**YOUR OBJECTIVE:**
Filter the records below for the word "with". Keep each line that has it.

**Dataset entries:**
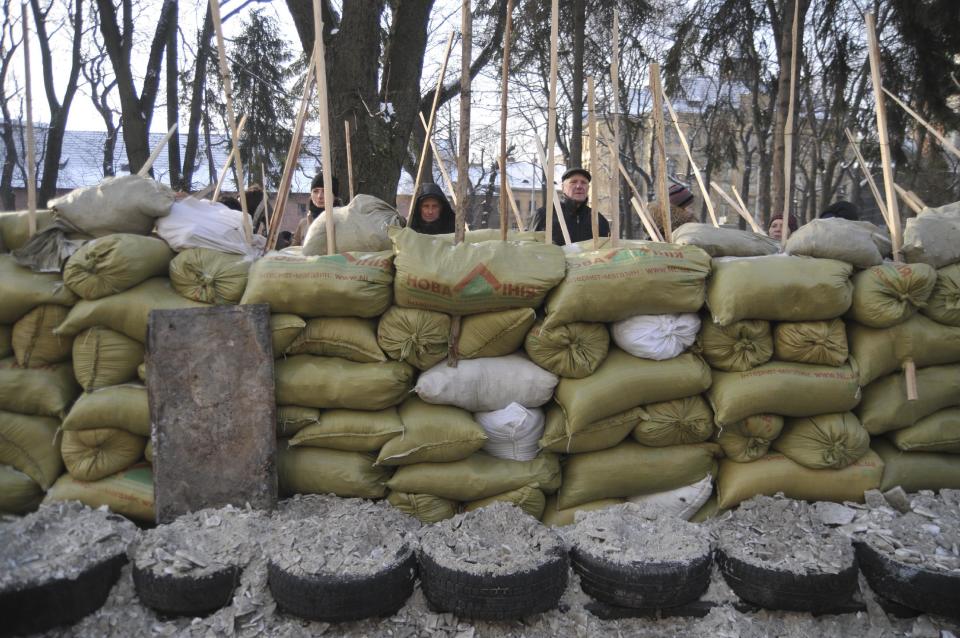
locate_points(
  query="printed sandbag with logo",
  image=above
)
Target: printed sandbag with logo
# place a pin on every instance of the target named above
(470, 278)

**YOUR RESPONSE:**
  query="printed sandbag with logo",
Target: printed sandbag with logo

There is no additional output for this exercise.